(begin)
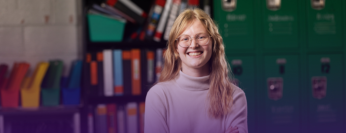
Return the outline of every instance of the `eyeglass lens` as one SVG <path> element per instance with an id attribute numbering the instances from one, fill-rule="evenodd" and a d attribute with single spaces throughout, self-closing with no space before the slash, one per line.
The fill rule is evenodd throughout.
<path id="1" fill-rule="evenodd" d="M 201 46 L 206 45 L 209 42 L 209 35 L 201 33 L 197 35 L 195 39 L 197 44 Z M 178 38 L 177 40 L 179 45 L 183 47 L 188 47 L 192 41 L 192 39 L 189 36 L 182 35 Z"/>

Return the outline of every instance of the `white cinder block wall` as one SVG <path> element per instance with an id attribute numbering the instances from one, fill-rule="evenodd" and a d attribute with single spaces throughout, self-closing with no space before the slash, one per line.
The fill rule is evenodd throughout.
<path id="1" fill-rule="evenodd" d="M 67 76 L 82 58 L 82 0 L 0 0 L 0 64 L 59 59 Z"/>

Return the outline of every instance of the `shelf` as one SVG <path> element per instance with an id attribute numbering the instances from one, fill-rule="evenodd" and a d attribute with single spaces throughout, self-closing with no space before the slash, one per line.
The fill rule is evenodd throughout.
<path id="1" fill-rule="evenodd" d="M 125 104 L 130 102 L 145 101 L 145 95 L 139 96 L 122 96 L 112 97 L 91 97 L 88 99 L 89 103 L 96 105 L 99 104 L 117 103 Z"/>
<path id="2" fill-rule="evenodd" d="M 72 114 L 79 112 L 82 106 L 61 105 L 56 106 L 40 107 L 37 108 L 0 108 L 0 115 L 29 115 Z"/>

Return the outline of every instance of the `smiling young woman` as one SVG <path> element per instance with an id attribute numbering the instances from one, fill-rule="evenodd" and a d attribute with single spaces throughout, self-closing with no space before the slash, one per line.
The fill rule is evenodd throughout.
<path id="1" fill-rule="evenodd" d="M 197 8 L 181 12 L 164 56 L 160 80 L 146 99 L 145 132 L 247 132 L 245 94 L 231 83 L 210 16 Z"/>

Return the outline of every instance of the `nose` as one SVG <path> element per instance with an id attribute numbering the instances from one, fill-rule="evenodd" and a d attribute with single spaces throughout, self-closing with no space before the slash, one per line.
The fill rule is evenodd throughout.
<path id="1" fill-rule="evenodd" d="M 192 38 L 194 38 L 194 40 Z M 196 40 L 196 37 L 193 37 L 191 38 L 191 45 L 190 45 L 190 48 L 194 49 L 199 47 L 199 45 L 197 43 Z"/>

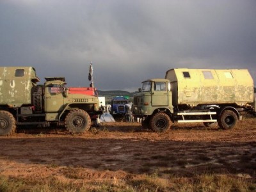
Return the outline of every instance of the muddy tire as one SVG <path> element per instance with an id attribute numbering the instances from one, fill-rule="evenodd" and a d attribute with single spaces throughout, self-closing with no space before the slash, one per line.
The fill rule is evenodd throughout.
<path id="1" fill-rule="evenodd" d="M 149 116 L 147 116 L 144 119 L 144 120 L 141 121 L 141 125 L 142 125 L 142 127 L 143 127 L 143 129 L 150 129 L 150 126 L 149 126 L 150 120 L 150 118 L 149 118 Z"/>
<path id="2" fill-rule="evenodd" d="M 207 127 L 217 127 L 217 122 L 204 122 L 204 125 Z"/>
<path id="3" fill-rule="evenodd" d="M 171 120 L 164 113 L 157 113 L 151 117 L 149 125 L 155 132 L 163 132 L 171 127 Z"/>
<path id="4" fill-rule="evenodd" d="M 92 125 L 91 118 L 82 109 L 72 110 L 67 115 L 65 124 L 70 133 L 82 133 L 89 131 Z"/>
<path id="5" fill-rule="evenodd" d="M 0 136 L 9 136 L 16 131 L 16 120 L 13 115 L 6 111 L 0 111 Z"/>
<path id="6" fill-rule="evenodd" d="M 223 112 L 218 120 L 218 124 L 222 129 L 232 129 L 237 122 L 237 116 L 235 112 L 226 110 Z"/>

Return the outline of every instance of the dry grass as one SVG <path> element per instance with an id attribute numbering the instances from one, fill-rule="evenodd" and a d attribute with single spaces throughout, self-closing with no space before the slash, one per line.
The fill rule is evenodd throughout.
<path id="1" fill-rule="evenodd" d="M 56 177 L 42 180 L 0 176 L 0 191 L 255 191 L 256 184 L 250 179 L 228 175 L 204 174 L 193 177 L 171 176 L 160 178 L 157 170 L 151 175 L 115 177 L 108 180 L 86 182 L 72 168 L 66 176 L 73 181 Z"/>

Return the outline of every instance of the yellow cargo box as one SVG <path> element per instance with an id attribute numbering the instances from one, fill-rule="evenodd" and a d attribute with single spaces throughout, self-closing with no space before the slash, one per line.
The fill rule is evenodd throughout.
<path id="1" fill-rule="evenodd" d="M 173 68 L 165 79 L 171 81 L 173 106 L 253 102 L 253 80 L 247 69 Z"/>

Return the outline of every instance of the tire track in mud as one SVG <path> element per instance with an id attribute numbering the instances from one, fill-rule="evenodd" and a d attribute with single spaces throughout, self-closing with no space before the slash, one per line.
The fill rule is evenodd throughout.
<path id="1" fill-rule="evenodd" d="M 228 131 L 184 125 L 164 134 L 143 130 L 138 124 L 127 131 L 130 127 L 122 127 L 125 123 L 105 125 L 101 129 L 108 131 L 100 129 L 82 135 L 66 134 L 62 131 L 57 134 L 56 131 L 40 134 L 17 133 L 0 138 L 0 161 L 132 174 L 157 171 L 163 177 L 225 172 L 255 178 L 255 122 L 241 122 Z"/>

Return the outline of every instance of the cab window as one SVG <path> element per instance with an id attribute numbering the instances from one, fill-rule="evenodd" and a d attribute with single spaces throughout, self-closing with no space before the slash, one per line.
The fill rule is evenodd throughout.
<path id="1" fill-rule="evenodd" d="M 166 84 L 165 82 L 155 82 L 154 83 L 154 90 L 155 91 L 166 91 Z"/>

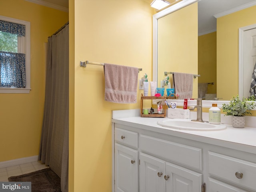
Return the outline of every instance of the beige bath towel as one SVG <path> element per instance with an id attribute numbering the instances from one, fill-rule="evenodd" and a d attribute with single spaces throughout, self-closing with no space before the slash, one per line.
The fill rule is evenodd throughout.
<path id="1" fill-rule="evenodd" d="M 193 74 L 174 73 L 173 85 L 179 99 L 192 98 Z"/>
<path id="2" fill-rule="evenodd" d="M 118 103 L 137 102 L 138 69 L 105 64 L 105 100 Z"/>

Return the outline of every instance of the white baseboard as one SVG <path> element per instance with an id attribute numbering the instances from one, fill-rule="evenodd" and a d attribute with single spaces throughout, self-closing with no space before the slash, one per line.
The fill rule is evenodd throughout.
<path id="1" fill-rule="evenodd" d="M 31 157 L 24 157 L 19 159 L 13 159 L 9 161 L 2 161 L 0 162 L 0 168 L 5 167 L 10 167 L 15 165 L 24 164 L 24 163 L 31 163 L 38 160 L 38 156 L 31 156 Z"/>

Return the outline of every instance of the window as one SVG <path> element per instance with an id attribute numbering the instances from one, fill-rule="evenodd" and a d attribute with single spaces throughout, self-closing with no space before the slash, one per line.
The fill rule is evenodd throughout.
<path id="1" fill-rule="evenodd" d="M 29 93 L 30 22 L 0 16 L 0 93 Z"/>

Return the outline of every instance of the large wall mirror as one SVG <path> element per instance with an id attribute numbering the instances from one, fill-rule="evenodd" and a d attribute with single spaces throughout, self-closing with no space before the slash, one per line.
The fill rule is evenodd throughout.
<path id="1" fill-rule="evenodd" d="M 183 0 L 154 15 L 153 80 L 160 86 L 164 71 L 199 74 L 193 97 L 198 85 L 206 84 L 210 100 L 247 97 L 256 52 L 244 65 L 248 50 L 241 45 L 245 32 L 256 28 L 256 5 L 255 0 Z M 206 13 L 211 14 L 206 20 Z"/>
(end)
What is asked: Restate the entire listing word for word, excluding pictures.

Output of the task:
Return the outline of every instance of the `eyeglass lens` as one SVG <path> element per instance with an id attribute numbering the instances from one, fill-rule="evenodd" and a d attribute with single spaces throughout, self-closing with no space before the slash, one per line.
The fill rule is evenodd throughout.
<path id="1" fill-rule="evenodd" d="M 201 46 L 206 45 L 209 42 L 209 35 L 201 33 L 197 35 L 195 39 L 197 44 Z M 178 38 L 177 40 L 179 45 L 183 47 L 188 47 L 192 41 L 192 39 L 189 36 L 182 35 Z"/>

Return the outline of every instance of the `white cinder block wall` as one SVG <path> element per instance with an id attribute numbering the instances from one, fill-rule="evenodd" and a d attribute with single spaces throughout, self-closing with no space before the slash, one per line.
The fill rule is evenodd throughout.
<path id="1" fill-rule="evenodd" d="M 67 76 L 82 58 L 82 0 L 0 0 L 0 64 L 59 59 Z"/>

Return the outline of every instance of the `shelf` as one SVG <path> element per instance with an id attribute numbering the instances from one, fill-rule="evenodd" and a d attribute with single spaces throughout, self-closing with no space before the slash, one per line.
The fill rule is evenodd throughout.
<path id="1" fill-rule="evenodd" d="M 125 104 L 130 102 L 145 101 L 145 95 L 139 96 L 122 96 L 112 97 L 91 97 L 88 99 L 89 103 L 96 105 L 99 104 L 117 103 Z"/>
<path id="2" fill-rule="evenodd" d="M 72 114 L 79 112 L 82 106 L 61 105 L 56 106 L 40 107 L 37 108 L 0 108 L 0 115 L 29 115 Z"/>

Return the outline of every instance of the `smiling young woman` as one SVG <path> element per instance with an id attribute numbering the instances from one, fill-rule="evenodd" and a d attribute with single spaces throughout, self-closing with no space before the slash, one per line.
The fill rule is evenodd throughout.
<path id="1" fill-rule="evenodd" d="M 197 8 L 181 12 L 164 56 L 160 80 L 146 99 L 145 132 L 247 132 L 245 94 L 231 83 L 210 16 Z"/>

Return the outline of every instance of the `nose` as one SVG <path> element per instance with an id attribute numbering the instances from one, fill-rule="evenodd" and a d attribute with single spaces throughout, self-closing with no space before the slash, one per line.
The fill rule is evenodd throughout.
<path id="1" fill-rule="evenodd" d="M 192 38 L 194 38 L 194 40 Z M 196 40 L 196 37 L 193 37 L 191 38 L 191 45 L 190 45 L 190 48 L 194 49 L 199 47 L 199 45 L 197 43 Z"/>

Return the outline of every instance of the muddy tire as one SVG <path> element per instance with an id attribute numbering the instances from one, fill-rule="evenodd" and a d attribute with single spaces throughout, self-closing with no space before the slash, one per line.
The fill rule is evenodd throughout.
<path id="1" fill-rule="evenodd" d="M 149 116 L 147 116 L 144 119 L 144 120 L 141 121 L 141 125 L 142 125 L 142 127 L 143 127 L 143 129 L 150 129 L 150 126 L 149 126 L 150 120 L 150 118 L 149 118 Z"/>
<path id="2" fill-rule="evenodd" d="M 207 127 L 217 127 L 217 122 L 204 122 L 204 125 Z"/>
<path id="3" fill-rule="evenodd" d="M 171 120 L 164 113 L 157 113 L 151 117 L 149 125 L 155 132 L 163 132 L 171 127 Z"/>
<path id="4" fill-rule="evenodd" d="M 92 125 L 91 118 L 82 109 L 72 110 L 67 115 L 65 124 L 70 133 L 82 133 L 89 131 Z"/>
<path id="5" fill-rule="evenodd" d="M 0 136 L 9 136 L 16 131 L 16 120 L 13 115 L 6 111 L 0 111 Z"/>
<path id="6" fill-rule="evenodd" d="M 223 112 L 218 120 L 218 124 L 222 129 L 232 129 L 237 122 L 237 116 L 235 112 L 226 110 Z"/>

Return the outline of every instance of the dry grass as one SVG <path> element per instance with an id attribute numbering the instances from one, fill-rule="evenodd" and a d attribute with single spaces throughout, self-closing with no space before the slash, one per line.
The fill rule is evenodd throughout.
<path id="1" fill-rule="evenodd" d="M 56 177 L 42 180 L 0 176 L 0 191 L 255 191 L 256 184 L 250 179 L 228 175 L 204 174 L 193 177 L 171 176 L 160 178 L 157 170 L 151 175 L 115 177 L 108 180 L 86 182 L 72 168 L 66 176 L 73 181 Z"/>

Return the outline of every instance of the yellow cargo box as one SVG <path> element per instance with an id attribute numbering the instances from one, fill-rule="evenodd" and a d attribute with single spaces throughout, self-closing with no space before the slash, one per line.
The fill rule is evenodd throughout.
<path id="1" fill-rule="evenodd" d="M 173 68 L 165 79 L 171 81 L 173 106 L 253 102 L 253 80 L 247 69 Z"/>

Return the outline of every instance of the tire track in mud as one SVG <path> element per instance with an id attribute numbering the instances from one, fill-rule="evenodd" and a d attribute with single spaces throughout, self-closing with no space before the slash, one per line.
The fill rule is evenodd throughout.
<path id="1" fill-rule="evenodd" d="M 228 131 L 184 125 L 164 134 L 143 130 L 138 124 L 127 131 L 130 127 L 122 127 L 125 123 L 105 125 L 101 129 L 108 131 L 100 129 L 82 135 L 66 134 L 62 131 L 57 134 L 56 131 L 40 134 L 17 133 L 0 138 L 0 161 L 132 174 L 157 171 L 163 177 L 225 172 L 255 178 L 255 122 L 241 122 Z"/>

Return the outline of every instance of the cab window as one SVG <path> element per instance with an id attribute numbering the instances from one, fill-rule="evenodd" and a d attribute with single spaces throughout, self-closing with no space before the slash, one per line.
The fill rule is evenodd throughout.
<path id="1" fill-rule="evenodd" d="M 166 84 L 165 82 L 155 82 L 154 83 L 154 90 L 155 91 L 166 91 Z"/>

Return the outline of every instance of the beige bath towel as one SVG <path> element per instance with an id attribute numbering the instances from one, fill-rule="evenodd" and a d attribute with single spaces throughout, self-closing with no space before the slash, one per line.
The fill rule is evenodd throughout.
<path id="1" fill-rule="evenodd" d="M 193 74 L 174 73 L 173 85 L 179 99 L 192 98 Z"/>
<path id="2" fill-rule="evenodd" d="M 118 103 L 137 102 L 138 69 L 105 64 L 105 100 Z"/>

Return the outline of every instance of the white baseboard as one SVG <path> element per instance with an id attribute numbering the instances from one, fill-rule="evenodd" and a d attribute with single spaces throughout, self-closing with no space before the slash, one per line.
The fill rule is evenodd throughout.
<path id="1" fill-rule="evenodd" d="M 31 157 L 24 157 L 19 159 L 13 159 L 9 161 L 2 161 L 0 162 L 0 168 L 5 167 L 10 167 L 15 165 L 24 164 L 24 163 L 31 163 L 38 160 L 38 156 L 31 156 Z"/>

Return the outline of every instance of the window as one SVG <path> element per instance with an id attribute numbering the instances from one, fill-rule="evenodd" and a d attribute with single spaces throughout, self-closing with no space before the slash, one per line.
The fill rule is evenodd throughout.
<path id="1" fill-rule="evenodd" d="M 29 93 L 30 22 L 0 16 L 0 93 Z"/>

Return the outline of every instance of the large wall mirror as one SVG <path> element per instance with an id attribute numbering the instances from one, fill-rule="evenodd" and a d attribute with single spaces throughout, self-closing with no space before the slash, one per line.
The fill rule is evenodd throughout.
<path id="1" fill-rule="evenodd" d="M 183 0 L 154 15 L 153 80 L 160 86 L 164 71 L 199 74 L 193 97 L 198 85 L 206 84 L 210 100 L 247 97 L 256 52 L 244 65 L 248 50 L 241 45 L 245 32 L 256 28 L 256 5 L 255 0 Z M 206 13 L 211 14 L 206 20 Z"/>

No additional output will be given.